TASK PROMPT » Convert the saved entries into a JSON list of strings, with each line as its own string and blank lines omitted.

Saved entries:

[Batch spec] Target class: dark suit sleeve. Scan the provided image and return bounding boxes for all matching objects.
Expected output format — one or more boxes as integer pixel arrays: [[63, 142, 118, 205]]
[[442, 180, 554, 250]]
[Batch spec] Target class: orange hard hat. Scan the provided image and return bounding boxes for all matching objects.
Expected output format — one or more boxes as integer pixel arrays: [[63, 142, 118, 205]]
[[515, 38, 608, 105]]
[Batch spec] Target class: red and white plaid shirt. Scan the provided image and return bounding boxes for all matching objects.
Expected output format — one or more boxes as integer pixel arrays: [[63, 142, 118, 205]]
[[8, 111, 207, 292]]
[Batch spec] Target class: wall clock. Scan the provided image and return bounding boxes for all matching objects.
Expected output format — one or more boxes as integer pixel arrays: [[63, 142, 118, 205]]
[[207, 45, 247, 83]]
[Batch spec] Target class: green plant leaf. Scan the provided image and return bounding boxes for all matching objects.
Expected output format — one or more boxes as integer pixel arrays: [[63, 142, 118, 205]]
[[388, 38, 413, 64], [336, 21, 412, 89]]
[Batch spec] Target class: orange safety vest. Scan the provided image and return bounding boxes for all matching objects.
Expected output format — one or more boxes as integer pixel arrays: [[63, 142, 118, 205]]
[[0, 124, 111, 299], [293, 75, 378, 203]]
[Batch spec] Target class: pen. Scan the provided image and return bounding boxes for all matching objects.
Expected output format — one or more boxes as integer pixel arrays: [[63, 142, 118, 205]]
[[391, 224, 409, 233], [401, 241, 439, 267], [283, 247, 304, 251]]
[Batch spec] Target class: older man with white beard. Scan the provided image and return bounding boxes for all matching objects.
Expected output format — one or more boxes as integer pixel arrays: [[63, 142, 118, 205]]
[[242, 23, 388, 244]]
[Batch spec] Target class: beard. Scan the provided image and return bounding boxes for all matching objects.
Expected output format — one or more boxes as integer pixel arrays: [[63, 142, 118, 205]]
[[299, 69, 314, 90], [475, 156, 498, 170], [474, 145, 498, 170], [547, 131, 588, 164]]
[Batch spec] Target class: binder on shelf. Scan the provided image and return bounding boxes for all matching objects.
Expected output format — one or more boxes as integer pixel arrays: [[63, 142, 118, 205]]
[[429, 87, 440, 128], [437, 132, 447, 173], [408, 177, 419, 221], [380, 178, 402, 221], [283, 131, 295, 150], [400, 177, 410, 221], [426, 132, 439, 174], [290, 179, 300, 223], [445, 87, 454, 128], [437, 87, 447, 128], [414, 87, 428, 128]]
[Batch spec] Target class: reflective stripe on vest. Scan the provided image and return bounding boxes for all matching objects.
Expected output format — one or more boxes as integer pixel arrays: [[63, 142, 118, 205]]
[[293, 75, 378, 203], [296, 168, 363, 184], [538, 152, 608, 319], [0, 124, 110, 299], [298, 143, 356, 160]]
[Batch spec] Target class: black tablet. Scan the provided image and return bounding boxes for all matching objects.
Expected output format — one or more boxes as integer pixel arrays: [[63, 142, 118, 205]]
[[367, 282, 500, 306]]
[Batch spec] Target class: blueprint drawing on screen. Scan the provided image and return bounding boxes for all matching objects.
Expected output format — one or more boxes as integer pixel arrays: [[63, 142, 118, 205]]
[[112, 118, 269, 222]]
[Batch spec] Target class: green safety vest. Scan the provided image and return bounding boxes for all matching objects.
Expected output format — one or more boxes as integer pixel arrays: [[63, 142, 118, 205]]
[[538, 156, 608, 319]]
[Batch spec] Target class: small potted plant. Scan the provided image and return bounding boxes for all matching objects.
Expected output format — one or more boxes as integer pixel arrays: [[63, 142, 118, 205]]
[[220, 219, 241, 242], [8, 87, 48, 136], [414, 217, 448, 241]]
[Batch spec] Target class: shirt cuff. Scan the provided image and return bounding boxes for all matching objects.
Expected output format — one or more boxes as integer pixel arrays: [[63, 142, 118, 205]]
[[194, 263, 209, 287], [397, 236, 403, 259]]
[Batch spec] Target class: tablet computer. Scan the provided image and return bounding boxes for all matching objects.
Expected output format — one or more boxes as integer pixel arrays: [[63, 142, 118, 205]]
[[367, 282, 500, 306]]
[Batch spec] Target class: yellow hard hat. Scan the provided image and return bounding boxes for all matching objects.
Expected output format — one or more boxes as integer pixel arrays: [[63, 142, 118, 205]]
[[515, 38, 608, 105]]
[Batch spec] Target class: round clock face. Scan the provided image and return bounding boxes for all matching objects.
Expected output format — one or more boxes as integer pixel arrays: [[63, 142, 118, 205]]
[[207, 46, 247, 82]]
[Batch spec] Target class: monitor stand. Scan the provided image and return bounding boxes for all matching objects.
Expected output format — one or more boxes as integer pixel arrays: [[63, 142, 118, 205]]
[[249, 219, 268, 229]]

ANSWER TO THE PROBLEM »
[
  "[Batch spec] Target class: dark suit sleeve. Scan the provided image and return bounding boxes for all matching objects.",
  "Expected output format — one or more boxes as integer pixel arrays: [[63, 142, 118, 205]]",
  "[[442, 180, 554, 250]]",
  "[Batch spec] Target class: orange hard hat. Scan the provided image and return bounding boxes for all matching objects.",
  "Expected output format — one or more boxes as integer pixel arrays: [[63, 142, 118, 205]]",
  "[[515, 38, 608, 105]]",
  "[Batch spec] Target class: red and white plaid shirt. Scan the provided image and return bounding boxes for all matching objects.",
  "Expected output format — one or more boxes as integer pixel arrays: [[63, 142, 118, 205]]",
  "[[8, 111, 207, 292]]",
  "[Batch spec] Target class: wall clock. Scan the provided image and return bounding boxes for all matching objects.",
  "Expected output format — one or more boxes as integer pixel arrays: [[63, 142, 118, 205]]",
  "[[207, 45, 247, 83]]",
  "[Batch spec] Target class: green plant leaf. Scan the provided image and return bounding boxes for all matching objects.",
  "Expected output format — one or more boxes as integer pixel arrays: [[63, 142, 118, 205]]",
  "[[388, 38, 413, 64], [336, 21, 412, 89]]",
  "[Batch spec] Target class: orange safety vest. Scan the provided image and return bounding boxes for all matching objects.",
  "Expected output format — one or more boxes as integer pixel arrays: [[63, 142, 118, 205]]",
  "[[0, 124, 111, 299], [293, 75, 378, 203]]",
  "[Batch spec] Target class: pen. Scan the provided image and return bounding boxes for all matching objects.",
  "Expected output format — one or more boxes as integer pixel arrays: [[63, 142, 118, 205]]",
  "[[391, 224, 409, 233], [401, 241, 439, 267], [283, 247, 304, 251]]",
  "[Batch spec] Target class: older man with white beard. Scan the provided image and return bounding boxes for all matching objects.",
  "Expected output format — one or more boxes as integer pixel arrays: [[63, 142, 118, 205]]",
  "[[242, 23, 388, 244]]",
  "[Batch spec] Target class: beard. Scan the provided image and return bounding boxes for all matching objects.",
  "Expected output format — one or more boxes as integer pixel arrays: [[63, 142, 118, 205]]",
  "[[299, 69, 314, 90], [475, 156, 498, 170], [474, 145, 498, 170], [547, 131, 588, 164]]",
  "[Batch spec] Target class: binder on shelf. Scan the provided image and return bounding boxes for all matching objects.",
  "Expected output format — one or more boxes as integer pixel arrays: [[63, 142, 118, 205]]",
  "[[429, 87, 440, 128], [437, 132, 447, 173], [408, 177, 419, 221], [380, 178, 402, 221], [283, 131, 295, 150], [400, 177, 410, 221], [426, 132, 439, 174], [290, 179, 300, 223], [445, 87, 454, 128], [437, 87, 447, 128], [414, 87, 428, 128]]",
  "[Batch spec] Target class: reflective stripe on vest. Scan the provided image and return bounding boxes for all matching objects.",
  "Expected output format — one or more boxes as integer pixel arrays: [[63, 142, 118, 205]]",
  "[[293, 75, 378, 203], [296, 168, 363, 184], [538, 152, 608, 319], [0, 124, 110, 299], [298, 143, 356, 160]]",
  "[Batch spec] Target class: black tablet. Scan the provided image and return bounding boxes for all matching objects.",
  "Expected output format — one or more boxes as integer pixel arrays: [[63, 142, 118, 205]]",
  "[[367, 282, 500, 306]]",
  "[Batch spec] Target class: blueprint drawing on screen. Scan the provided image and return bounding boxes for all matching objects.",
  "Expected output format — one or more boxes as integer pixel arrays: [[63, 142, 118, 205]]",
  "[[112, 118, 269, 222]]",
  "[Batch spec] Target class: green safety vest. Scan the provided image and return bounding boxes for all matching objects.",
  "Expected output format — one or more boxes as integer pixel arrays: [[63, 142, 118, 205]]",
  "[[538, 156, 608, 319]]",
  "[Batch spec] Target class: small potted plant. Scan the provided image and return bounding boxes for all matching objects.",
  "Expected output format — one or more boxes as integer pixel arrays: [[63, 142, 118, 205]]",
  "[[220, 219, 241, 242], [8, 87, 48, 136], [414, 217, 448, 241]]",
  "[Batch spec] Target class: shirt cuff. Scan the provided image and return bounding boxes for all matching objects.",
  "Expected output format — one or more boxes as integer pixel arrays: [[63, 142, 118, 205]]",
  "[[194, 263, 209, 287], [397, 236, 403, 259]]",
  "[Batch spec] Target class: tablet computer. Scan the provided image and return bounding boxes for all matching objects.",
  "Expected output format — one or more boxes as integer pixel arrays: [[63, 142, 118, 205]]",
  "[[367, 282, 500, 306]]",
  "[Batch spec] Target class: yellow hard hat. Scan the provided image and return bounding boxes for all matching objects.",
  "Expected output format — one or more boxes as integer pixel arrays: [[63, 142, 118, 205]]",
  "[[515, 38, 608, 105]]",
  "[Batch spec] Target class: round clock face. Scan the provided image and return bounding boxes for all matching objects.",
  "Expected output format — one or more boxes as integer pixel arrays: [[63, 142, 118, 205]]",
  "[[207, 46, 247, 82]]",
  "[Batch spec] Target class: monitor stand. Scan the provided image and return bounding boxes for all matching objects.",
  "Expected output format — one or more boxes as integer pixel arrays: [[63, 142, 118, 205]]",
  "[[249, 219, 268, 229]]"
]